Looping diagonally⚓︎

Suppose you're given a matrix \(\mathbf{A} \in \mathbb{R}^{m \times n}\) and you want to iterate diagonally starting from \(a_{11}\) down to \(a_{mn}\). We'll assume in this example that we're starting from index \((1, 1)\) and we'll change that later to start from \((0, 0)\).

\[ \mathbf{A} = \begin{bmatrix} a_{11} & a_{12} & \dots & a_{1n} \\ a_{21} & a_{22} & \dots & a_{2n} \\ \vdots & \vdots & \ddots & \vdots \\ a_{m1} & a_{m2} & \dots & a_{mn} \end{bmatrix} \]

So let's say we want to iterate \(a_{11}, a_{21}, a_{12}, a_{31}, a_{22}, a_{13}, \dots, a_{mn}\). Let's take a look at an example where \(m = 5\) and \(n = 6\):

\[ \mathbf{A} = \begin{bmatrix} a_{11} & a_{12} & a_{13} & a_{14} & a_{15} & a_{16} \\ a_{21} & a_{22} & a_{23} & a_{24} & a_{25} & a_{26} \\ a_{31} & a_{32} & a_{33} & a_{34} & a_{35} & a_{36} \\ a_{41} & a_{42} & a_{43} & a_{44} & a_{45} & a_{46} \\ a_{51} & a_{52} & a_{53} & a_{54} & a_{55} & a_{56} \end{bmatrix} \]

\[\begin{gathered} a_{11} \\ a_{21} a_{12} \\ a_{31} a_{22} a_{13} \\ a_{41} a_{32} a_{23} a_{14} \\ a_{51} a_{42} a_{33} a_{24} a_{15} \\ a_{52} a_{43} a_{34} a_{25} a_{16} \\ a_{53} a_{44} a_{35} a_{26} \\ a_{54} a_{45} a_{36} \\ a_{55} a_{46} \\ a_{56} \end{gathered}\]

Notice a pattern? There's actually at least two patterns going on here: across each row of \(a_{ij}\) index \(i\) is decreasing and index \(j\) is increasing. Notice anything else? The sum of the indices across each row is constant! The smallest constant is when \((i, j) = (1, 1)\) is \(2\) and the largest constant is when \((i, j) = (5, 6)\) is \(11\). Thus, we'll want an outter loop that tracks the index constant \(k\) for each row and stops when the constant \(k >= 12\).

Solution 1: Indices starting at (1, 1)⚓︎

for k in range(2, m + n + 1):
   for j in range(1, k):
      i = k - j
      # Now we need to check the bounds because as the constant k grows
      # past m, that means i will be greater than m sometimes and j will
      # be greater than n sometimes.

########################################

• [Actions to take]:
A – Answer these questions about the text on looping diagonally:
(i) What values of m and n does the worked example use?
(ii) Across each row of the diagonal listing, how do index i and index j change?
(iii) What is the largest constant sum of the indices, and at which pair (i, j) does it occur?
B – Reproduce the text on looping diagonally word for word from "Solution 1: Indices" to "than n sometimes.".

########################################

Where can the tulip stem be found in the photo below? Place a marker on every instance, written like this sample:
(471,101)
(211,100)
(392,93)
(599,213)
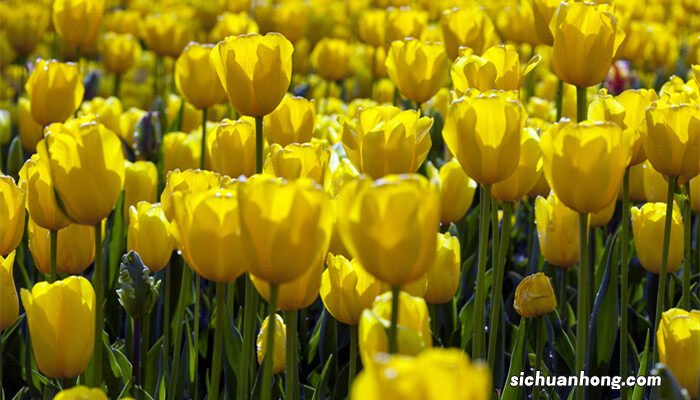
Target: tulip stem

########################################

• [Task-by-task solutions]:
A –
(i) m = 5 and n = 6.
(ii) Index i decreases and index j increases.
(iii) The largest constant is 11, at (i, j) = (5, 6).

B –
Solution 1: Indices starting at (1, 1)⚓︎

for k in range(2, m + n + 1):
   for j in range(1, k):
      i = k - j
      # Now we need to check the bounds because as the constant k grows
      # past m, that means i will be greater than m sometimes and j will
      # be greater than n sometimes.